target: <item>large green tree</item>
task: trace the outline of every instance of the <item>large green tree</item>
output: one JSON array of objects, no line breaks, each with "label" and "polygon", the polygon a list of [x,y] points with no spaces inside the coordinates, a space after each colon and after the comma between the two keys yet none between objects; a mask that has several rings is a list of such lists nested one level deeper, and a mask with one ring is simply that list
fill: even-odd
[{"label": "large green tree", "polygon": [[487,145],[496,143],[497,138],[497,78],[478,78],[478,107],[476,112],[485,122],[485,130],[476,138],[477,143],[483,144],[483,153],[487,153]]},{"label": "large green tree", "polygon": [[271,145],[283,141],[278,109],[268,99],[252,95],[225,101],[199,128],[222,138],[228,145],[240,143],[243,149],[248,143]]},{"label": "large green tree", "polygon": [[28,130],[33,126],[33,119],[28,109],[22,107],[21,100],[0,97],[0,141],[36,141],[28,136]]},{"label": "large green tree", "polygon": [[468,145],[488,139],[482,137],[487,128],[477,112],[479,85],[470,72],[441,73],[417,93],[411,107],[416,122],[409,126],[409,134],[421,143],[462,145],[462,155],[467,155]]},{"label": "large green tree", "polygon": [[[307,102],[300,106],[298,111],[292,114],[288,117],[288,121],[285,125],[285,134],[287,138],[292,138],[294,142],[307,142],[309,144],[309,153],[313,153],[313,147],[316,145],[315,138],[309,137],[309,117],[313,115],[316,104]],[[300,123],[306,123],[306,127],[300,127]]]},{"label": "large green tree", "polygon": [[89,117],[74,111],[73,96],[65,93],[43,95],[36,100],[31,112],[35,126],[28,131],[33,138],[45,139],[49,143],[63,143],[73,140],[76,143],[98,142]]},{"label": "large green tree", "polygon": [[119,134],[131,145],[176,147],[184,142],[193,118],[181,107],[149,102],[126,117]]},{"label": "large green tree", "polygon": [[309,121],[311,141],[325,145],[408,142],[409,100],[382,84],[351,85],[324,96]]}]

━━━━━━━━━━━━━━━━━━━━

* [WHAT THE TASK REQUIRES]: Transcribe all of the lines in the records precisely.

* [WRITTEN SOLUTION]:
target: <item>large green tree</item>
task: trace the outline of every instance of the <item>large green tree</item>
output: one JSON array of objects, no line breaks, each with "label" and "polygon", the polygon a list of [x,y] points with no spaces inside the coordinates, a space after each colon and after the comma between the two keys yet none between objects; a mask that has several rings is a list of such lists nested one level deeper, and a mask with one ring is simply that list
fill: even-odd
[{"label": "large green tree", "polygon": [[487,145],[496,143],[497,138],[497,78],[478,78],[478,107],[476,112],[485,122],[485,130],[476,138],[477,143],[483,144],[483,153],[487,153]]},{"label": "large green tree", "polygon": [[271,145],[283,141],[278,109],[268,99],[252,95],[225,101],[199,128],[222,138],[228,145],[240,143],[243,149],[248,143]]},{"label": "large green tree", "polygon": [[28,130],[33,126],[33,119],[28,109],[22,107],[21,100],[0,97],[0,141],[36,141],[28,136]]},{"label": "large green tree", "polygon": [[468,145],[488,139],[482,137],[487,128],[477,112],[479,85],[470,72],[441,73],[417,93],[411,107],[416,122],[409,126],[409,134],[421,143],[462,145],[462,155],[467,155]]},{"label": "large green tree", "polygon": [[[307,102],[300,106],[298,111],[292,114],[288,117],[288,121],[285,125],[285,134],[287,138],[292,138],[294,142],[307,142],[309,144],[309,153],[313,153],[313,147],[316,145],[315,138],[309,137],[309,117],[313,115],[316,104]],[[300,123],[306,123],[306,127],[300,127]]]},{"label": "large green tree", "polygon": [[89,117],[74,111],[73,96],[65,93],[43,95],[36,100],[31,112],[35,126],[28,131],[33,138],[45,139],[49,143],[63,143],[73,140],[76,143],[98,142]]},{"label": "large green tree", "polygon": [[119,134],[131,145],[176,147],[184,142],[193,118],[181,107],[149,102],[126,117]]},{"label": "large green tree", "polygon": [[309,121],[311,141],[325,145],[408,142],[409,100],[382,84],[351,85],[324,96]]}]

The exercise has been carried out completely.